WHAT THE TASK REQUIRES » Reproduce each of the following lines verbatim, omitting the picture from your output.

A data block
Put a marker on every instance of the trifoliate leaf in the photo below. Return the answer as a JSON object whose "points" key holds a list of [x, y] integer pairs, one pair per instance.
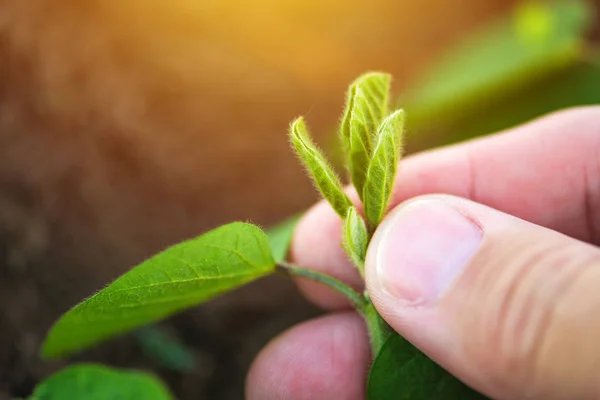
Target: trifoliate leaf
{"points": [[382, 168], [320, 171], [356, 238], [366, 106]]}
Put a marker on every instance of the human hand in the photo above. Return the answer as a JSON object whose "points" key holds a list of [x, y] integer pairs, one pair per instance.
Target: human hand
{"points": [[497, 280]]}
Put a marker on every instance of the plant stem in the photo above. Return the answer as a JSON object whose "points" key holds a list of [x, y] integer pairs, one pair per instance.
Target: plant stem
{"points": [[357, 300]]}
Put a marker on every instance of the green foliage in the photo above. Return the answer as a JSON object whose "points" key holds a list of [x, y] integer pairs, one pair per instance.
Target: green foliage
{"points": [[319, 170], [96, 382], [538, 41], [221, 260], [281, 236], [182, 276], [366, 106], [382, 168], [355, 238], [400, 372]]}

ANSWER IN FULL »
Put a marker on every instance of the trifoliate leaf in the photo below. Return the answer as a JSON object whose "points" key holds a list of [x, y] integer pairs, one pair per instance.
Target: trifoliate leaf
{"points": [[382, 168], [320, 171], [356, 238], [366, 106]]}
Put a marker on every instance of the human hand in the photo above. Return the answer as a JSON object whose "points" key holds a list of [x, y] integer pairs, one pair per instance.
Target: human hand
{"points": [[497, 280]]}
Put a marker on every instance of the plant stem in the photo above. Return the answer as a JSON object whose "points" key holds a list of [x, y] integer pairs, one pair per instance.
Target: plant stem
{"points": [[357, 300]]}
Put a marker on every instance of the green foliage in the photo above. Return the answer as a JSON object whose "points" key holds a list of [x, y] integer pairs, one pair per instance.
Target: green foliage
{"points": [[319, 170], [96, 382], [538, 41], [221, 260], [281, 236], [182, 276], [366, 106], [382, 168], [355, 238], [400, 372]]}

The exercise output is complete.